=== YOUR GOAL ===
This exercise calls for every line of the data below with the string "chest" in it.

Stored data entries
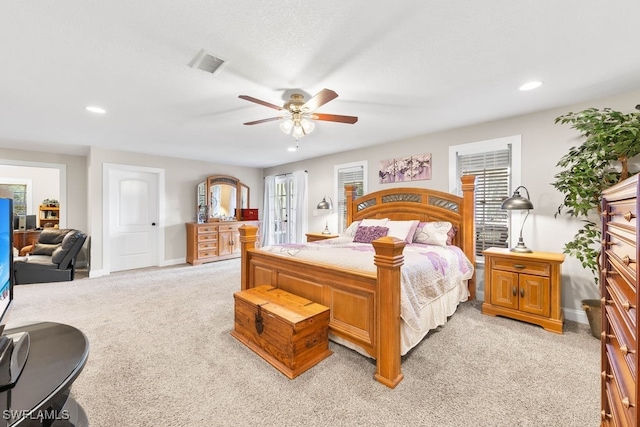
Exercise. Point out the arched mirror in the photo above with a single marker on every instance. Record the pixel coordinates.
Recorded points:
(221, 198)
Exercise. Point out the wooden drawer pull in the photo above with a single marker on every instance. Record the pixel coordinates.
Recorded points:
(626, 260)
(626, 305)
(604, 375)
(625, 350)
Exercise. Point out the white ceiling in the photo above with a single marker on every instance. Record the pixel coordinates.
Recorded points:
(405, 68)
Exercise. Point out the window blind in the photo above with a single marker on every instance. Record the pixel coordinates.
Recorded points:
(349, 175)
(492, 170)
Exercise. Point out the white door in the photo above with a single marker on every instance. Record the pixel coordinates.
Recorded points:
(133, 219)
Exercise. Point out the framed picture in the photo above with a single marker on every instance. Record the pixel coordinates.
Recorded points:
(412, 168)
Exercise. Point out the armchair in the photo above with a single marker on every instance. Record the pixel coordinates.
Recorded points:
(52, 258)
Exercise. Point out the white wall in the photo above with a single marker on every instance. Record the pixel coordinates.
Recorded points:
(181, 178)
(543, 143)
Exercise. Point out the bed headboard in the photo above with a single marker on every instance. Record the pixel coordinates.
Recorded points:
(425, 205)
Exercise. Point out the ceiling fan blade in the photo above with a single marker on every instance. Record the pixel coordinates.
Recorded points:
(321, 98)
(258, 101)
(271, 119)
(334, 118)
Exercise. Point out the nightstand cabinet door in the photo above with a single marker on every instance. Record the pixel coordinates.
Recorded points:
(524, 286)
(504, 289)
(535, 293)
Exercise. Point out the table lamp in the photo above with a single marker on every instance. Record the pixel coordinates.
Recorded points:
(518, 202)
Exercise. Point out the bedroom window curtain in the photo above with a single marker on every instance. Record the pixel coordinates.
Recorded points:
(493, 184)
(348, 175)
(285, 208)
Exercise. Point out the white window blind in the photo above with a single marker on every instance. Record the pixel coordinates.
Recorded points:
(493, 185)
(348, 175)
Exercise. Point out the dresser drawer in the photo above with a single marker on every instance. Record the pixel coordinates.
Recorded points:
(623, 213)
(207, 229)
(208, 245)
(625, 311)
(620, 338)
(623, 385)
(521, 266)
(207, 238)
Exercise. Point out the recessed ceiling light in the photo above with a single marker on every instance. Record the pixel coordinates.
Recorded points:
(530, 85)
(96, 110)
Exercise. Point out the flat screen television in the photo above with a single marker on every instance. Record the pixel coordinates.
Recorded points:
(14, 349)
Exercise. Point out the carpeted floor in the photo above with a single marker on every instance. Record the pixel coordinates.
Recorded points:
(161, 355)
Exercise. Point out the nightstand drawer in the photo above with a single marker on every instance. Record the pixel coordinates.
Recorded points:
(521, 266)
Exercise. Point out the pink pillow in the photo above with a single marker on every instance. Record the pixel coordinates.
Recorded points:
(369, 234)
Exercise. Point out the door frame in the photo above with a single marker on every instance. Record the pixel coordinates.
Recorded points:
(106, 224)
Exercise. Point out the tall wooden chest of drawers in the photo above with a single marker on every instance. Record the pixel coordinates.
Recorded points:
(619, 291)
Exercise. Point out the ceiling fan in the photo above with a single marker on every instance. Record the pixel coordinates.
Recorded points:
(297, 113)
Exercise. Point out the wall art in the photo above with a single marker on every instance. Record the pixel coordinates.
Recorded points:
(411, 168)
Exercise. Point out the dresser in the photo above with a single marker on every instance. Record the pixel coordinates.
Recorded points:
(214, 241)
(524, 286)
(618, 288)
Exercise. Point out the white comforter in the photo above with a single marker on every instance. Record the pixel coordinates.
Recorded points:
(428, 271)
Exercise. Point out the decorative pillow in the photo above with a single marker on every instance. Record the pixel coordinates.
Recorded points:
(451, 234)
(44, 248)
(351, 230)
(433, 233)
(403, 230)
(374, 222)
(369, 234)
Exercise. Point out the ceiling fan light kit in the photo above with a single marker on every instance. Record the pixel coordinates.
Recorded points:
(299, 114)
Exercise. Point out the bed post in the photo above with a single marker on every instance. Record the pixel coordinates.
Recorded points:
(350, 195)
(388, 260)
(248, 236)
(468, 215)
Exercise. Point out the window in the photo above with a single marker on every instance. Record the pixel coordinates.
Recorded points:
(493, 163)
(349, 173)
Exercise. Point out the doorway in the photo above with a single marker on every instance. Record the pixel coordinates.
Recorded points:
(133, 234)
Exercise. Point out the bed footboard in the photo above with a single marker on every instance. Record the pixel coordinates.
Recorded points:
(364, 307)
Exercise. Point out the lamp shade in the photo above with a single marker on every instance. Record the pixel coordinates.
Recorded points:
(517, 202)
(324, 204)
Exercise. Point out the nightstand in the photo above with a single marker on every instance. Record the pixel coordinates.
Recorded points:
(312, 237)
(524, 286)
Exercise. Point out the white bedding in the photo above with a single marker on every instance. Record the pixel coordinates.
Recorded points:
(433, 277)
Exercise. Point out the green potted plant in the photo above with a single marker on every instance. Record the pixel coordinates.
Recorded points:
(611, 139)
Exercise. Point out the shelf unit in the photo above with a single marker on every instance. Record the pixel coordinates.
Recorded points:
(48, 215)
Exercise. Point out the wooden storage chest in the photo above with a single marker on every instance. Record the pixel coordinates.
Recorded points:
(288, 331)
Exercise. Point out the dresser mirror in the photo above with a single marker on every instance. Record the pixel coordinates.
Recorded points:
(220, 198)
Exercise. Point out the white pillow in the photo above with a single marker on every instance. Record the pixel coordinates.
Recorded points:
(370, 222)
(403, 230)
(432, 233)
(351, 229)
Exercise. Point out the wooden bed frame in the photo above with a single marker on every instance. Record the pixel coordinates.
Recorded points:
(365, 307)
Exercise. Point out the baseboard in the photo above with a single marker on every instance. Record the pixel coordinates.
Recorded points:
(96, 273)
(569, 313)
(175, 261)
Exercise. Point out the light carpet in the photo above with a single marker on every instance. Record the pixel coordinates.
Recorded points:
(161, 355)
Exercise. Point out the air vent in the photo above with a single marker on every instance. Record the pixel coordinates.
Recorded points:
(206, 62)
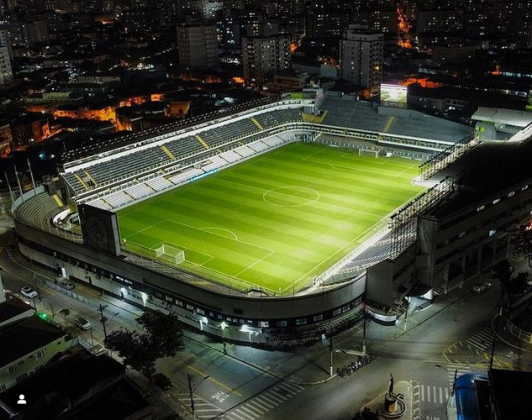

=== SOLUTION TO THIS TASK ===
Exercise. Point out the tall wooden chest of drawers in the photo above with a single marker on every instance. Record the pixel coordinates.
Exercise. Point out the wooden storage chest in the photo above with a single marker on every instance. Record the pixel coordinates.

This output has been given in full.